Fragmento de origen
P.: En su obra se percibe una profunda conciencia del lenguaje: cada palabra parece medida, casi sagrada. ¿Considera que el poema nace más de la emoción o de la precisión del lenguaje?
R.: Creo que la emoción nace del lenguaje, es de naturaleza lingüística. No nos emociona la noche, sino todo lo que la palabra noche viene significando desde siempre, lo que se ha escrito sobre la noche, lo que nos han contado sobre ella. Nos puede emocionar un beso, pero más aún si hemos leído mucho sobre los besos. La poesía emociona si sabe dar con las palabras, si sabe tocar el lugar de su significado que resuena en el lector. Pero todo ello se produce en los territorios de una lengua. No vivimos en un mundo material, sino en su correlato lingüístico. Si pronuncio la palabra vino, cada uno sabrá en qué vino piensa, en qué sabor, en qué color… aunque todos entendamos la palabra vino de la misma manera. Pero nos despertará a cada cual una emoción diferente. No necesitamos tener vino, sino pronunciarlo. Ahí la poesía debe saber qué evocar. No hay emoción sin precisión en el uso del lenguaje.

P.: El título del libro, La lógica del árbol que albergó a las aves, es en sí mismo una metáfora sugerente. ¿Podría contarnos cómo surgió y qué significa para usted esa «lógica» del árbol?
R.: Tenía varios títulos, pero la idea de conjugar lo sencillo y lo trascendente se encontraba en uno de los poemas del libro. En realidad es un verso del poema Kairós, que es una palabra griega para referirse a una forma diferente de entender la temporalidad, de un tiempo perfecto que no es el que hemos aprendido a medir. En él hablaba del árbol bíblico de la mostaza; que de la semilla más pequeña crece un árbol capaz de recibir a los pájaros. Era la conjunción de lo trascendente con lo cotidiano, lo simple, lo humano. Pero yo no quería hacer únicamente un tratado sobre la trascendencia o la espiritualidad, sino razonar sobre ella, pensar acerca de cómo nos asalta en nuestro día a día. Por ello surgió la necesidad de escribir sobre la «lógica» del árbol que albergó a las aves, a partir del logos, del verbo, de la palabra que se hace carne, es decir, que entiende al hombre y que lo dignifica.

Material proporcionado
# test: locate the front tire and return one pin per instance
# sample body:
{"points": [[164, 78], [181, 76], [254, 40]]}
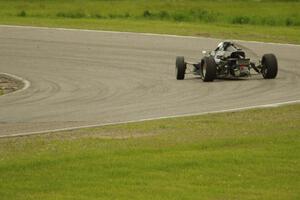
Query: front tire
{"points": [[208, 69], [180, 68], [269, 66]]}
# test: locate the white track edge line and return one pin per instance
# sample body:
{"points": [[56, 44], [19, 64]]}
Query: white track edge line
{"points": [[151, 119], [25, 82], [139, 33]]}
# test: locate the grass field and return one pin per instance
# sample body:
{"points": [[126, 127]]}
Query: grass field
{"points": [[244, 155], [276, 21]]}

Tarea
Convierte en una lista breve el párrafo de la entrevista que empieza «Tenía varios títulos», sin perder sus datos principales.

Respuesta
- Entre varios títulos posibles, la idea de conjugar lo sencillo y lo trascendente estaba en uno de los poemas del libro.
- El título es un verso del poema Kairós. Kairós es una palabra griega para entender el tiempo de otra forma: un tiempo perfecto, distinto del que hemos aprendido a medir.
- El poema habla del árbol bíblico de la mostaza, que crece de la semilla más pequeña y puede recibir a los pájaros.
- Esa imagen une lo trascendente con lo cotidiano, lo simple y lo humano.
- El propósito no era solo hacer un tratado sobre la trascendencia o la espiritualidad. Se trataba de razonar sobre ella y pensar cómo nos asalta en el día a día.
- De ahí nace la «lógica» del árbol. Parte del logos, del verbo, de la palabra que se hace carne, que entiende al hombre y lo dignifica.